>> START

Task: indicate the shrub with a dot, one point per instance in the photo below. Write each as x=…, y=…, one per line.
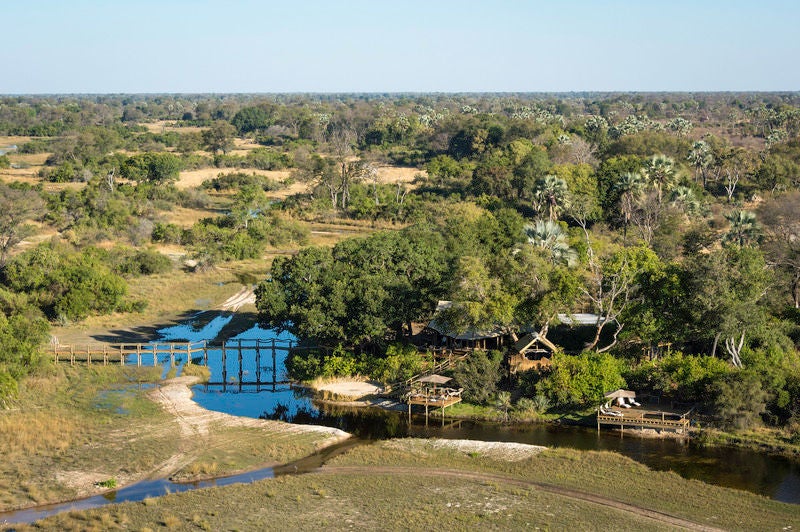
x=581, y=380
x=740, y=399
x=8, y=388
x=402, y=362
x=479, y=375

>> END
>> START

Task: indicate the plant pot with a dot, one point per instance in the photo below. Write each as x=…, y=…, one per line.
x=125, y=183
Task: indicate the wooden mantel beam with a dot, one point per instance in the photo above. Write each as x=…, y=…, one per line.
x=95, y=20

>> END
>> START

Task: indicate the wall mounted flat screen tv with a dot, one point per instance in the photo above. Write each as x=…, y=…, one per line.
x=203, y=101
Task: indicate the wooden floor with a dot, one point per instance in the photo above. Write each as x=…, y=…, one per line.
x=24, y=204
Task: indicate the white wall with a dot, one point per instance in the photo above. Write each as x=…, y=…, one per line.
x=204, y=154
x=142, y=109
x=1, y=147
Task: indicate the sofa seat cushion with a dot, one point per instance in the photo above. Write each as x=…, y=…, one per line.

>> END

• [Problem details]
Reproduce everything from the line containing "Task: indicate the shrub" down to the line containing "x=479, y=375", swapping "photo" for "image" and changing nothing else. Leave the pictures out of the answer.

• [Right answer]
Task: indicate the shrub with a dot, one point per instance in the image below. Write each as x=…, y=…, one per line.
x=581, y=380
x=740, y=399
x=8, y=388
x=402, y=362
x=479, y=375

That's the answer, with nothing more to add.